▶ _Exercise brief_:
Reproduce the lines of every item below, changing each "target" to "object" and leaving everything else as it is. Omit the pictures from your answer.

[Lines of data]
________________________

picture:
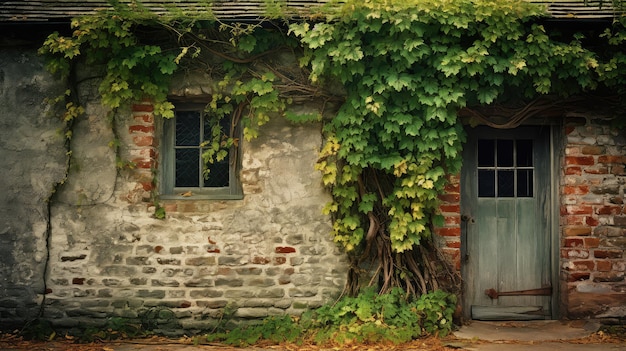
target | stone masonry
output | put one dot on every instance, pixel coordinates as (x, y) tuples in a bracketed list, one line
[(268, 254), (83, 241), (593, 221)]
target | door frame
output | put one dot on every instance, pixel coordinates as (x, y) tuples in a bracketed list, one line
[(556, 152)]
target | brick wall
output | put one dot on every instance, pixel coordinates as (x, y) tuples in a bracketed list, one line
[(593, 221), (267, 254)]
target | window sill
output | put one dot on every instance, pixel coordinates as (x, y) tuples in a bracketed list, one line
[(202, 197)]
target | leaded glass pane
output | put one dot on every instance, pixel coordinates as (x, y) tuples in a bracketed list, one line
[(187, 171), (486, 183), (506, 183), (486, 153), (524, 153), (505, 153), (187, 128), (219, 174), (525, 183)]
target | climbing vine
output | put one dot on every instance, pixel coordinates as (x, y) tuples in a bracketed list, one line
[(407, 69)]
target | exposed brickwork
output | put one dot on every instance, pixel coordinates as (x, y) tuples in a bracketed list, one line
[(593, 234), (267, 254), (449, 235), (143, 151)]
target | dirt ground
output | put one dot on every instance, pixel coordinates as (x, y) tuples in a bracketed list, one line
[(10, 342)]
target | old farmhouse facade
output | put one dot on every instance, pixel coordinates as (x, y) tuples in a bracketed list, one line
[(553, 246)]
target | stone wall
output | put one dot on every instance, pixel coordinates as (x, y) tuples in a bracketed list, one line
[(268, 254), (33, 161), (593, 221)]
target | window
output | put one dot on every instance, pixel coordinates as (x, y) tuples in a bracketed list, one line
[(505, 168), (186, 139)]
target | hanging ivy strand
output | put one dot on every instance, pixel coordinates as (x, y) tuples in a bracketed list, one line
[(408, 68)]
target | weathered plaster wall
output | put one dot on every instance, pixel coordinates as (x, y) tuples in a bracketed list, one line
[(32, 154), (268, 254), (593, 221)]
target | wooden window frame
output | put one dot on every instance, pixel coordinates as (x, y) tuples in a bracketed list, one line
[(168, 165)]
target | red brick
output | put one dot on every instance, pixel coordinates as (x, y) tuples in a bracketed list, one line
[(590, 221), (577, 276), (597, 170), (171, 207), (143, 140), (145, 164), (607, 254), (611, 159), (574, 242), (451, 198), (580, 160), (578, 190), (576, 230), (452, 220), (580, 210), (143, 108), (453, 244), (452, 188), (146, 118), (284, 249), (574, 220), (586, 265), (279, 260), (450, 231), (609, 210), (593, 150), (574, 253), (450, 208), (591, 242), (573, 170), (260, 260), (619, 170), (141, 129), (604, 265)]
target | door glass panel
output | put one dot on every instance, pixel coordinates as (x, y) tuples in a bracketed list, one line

________________________

▶ _Output for this exercise_:
picture:
object | stone masonry
output | put one dot on every instance, pixel coordinates as (x, y) tuples in a bracketed list, one line
[(268, 254), (83, 241), (593, 221)]
object | door frame
output | put one dot on every instance, pixel coordinates as (x, y) tuples in a bracketed list, one line
[(556, 152)]
object | brick wall
output | put one dot on every instance, pixel coordinates as (x, y) tuples in a bracketed list, one line
[(593, 221), (267, 254)]
object | window sill
output | put one dot on every instance, pixel coordinates as (x, y) tuples in a bracketed list, one line
[(202, 197)]
object | leaded glass pane
output | put one dot on every instance, pixel coordinates as (x, y) tuples in a bracketed list, one line
[(187, 171), (486, 183), (506, 183), (486, 153), (524, 153), (505, 153), (187, 128), (219, 174), (525, 183)]
object | climbing vine
output | put one dot on every instance, pixel coordinates as (x, y) tuples in a bracketed list, one line
[(407, 69)]
object | exposed brickwork
output | put one dot on every instance, pixel coordinates as (x, y) tuples in a bracketed list, one line
[(593, 234), (267, 254), (449, 235), (143, 151)]
object | dirt ground
output | put one dot on every instance, pixel coordinates as (x, y) tuples in a bracketed list, one line
[(10, 342)]
object | old farmhouse facade
output | put one dot on every instance, pixel coordinates as (x, y) tuples in a bracketed list, one line
[(553, 246)]
object | stone wall
output | put one dot on every instance, pixel coordinates as (x, y) tuples in a bracketed list, one line
[(268, 254), (33, 161), (593, 221)]
object | window
output | put one dot on every instance, pixel coordinates as (x, y) tuples in a bracketed list, one line
[(505, 168), (186, 139)]
object | hanging ivy strand
output | put one dot on every instance, pixel coordinates as (x, y) tuples in a bracketed list, one line
[(408, 68)]
object | weathered plaster wall
output | put one dot on every instance, pixel coordinates as (x, y) tuples in a bracketed list, one line
[(32, 154), (268, 254), (593, 221)]
object | wooden window frame
output | put one dot on every instance, pixel coordinates as (x, y) tuples in a bracketed list, one line
[(168, 165)]
object | red brick
output | put one dot on every instance, pixel coordinates as (x, y) tuples in a bracketed list, one line
[(590, 221), (577, 276), (597, 170), (171, 207), (143, 140), (145, 164), (607, 254), (611, 159), (574, 242), (451, 198), (580, 160), (578, 190), (576, 230), (452, 220), (580, 210), (143, 108), (453, 244), (452, 188), (146, 118), (284, 249), (574, 220), (586, 265), (279, 260), (450, 231), (609, 210), (593, 150), (574, 253), (450, 208), (591, 242), (573, 170), (260, 260), (619, 170), (141, 129), (604, 265)]
object | door glass panel
output | put one dot on every instance, pixel coordinates as (x, y) tuples in a bracketed list, one line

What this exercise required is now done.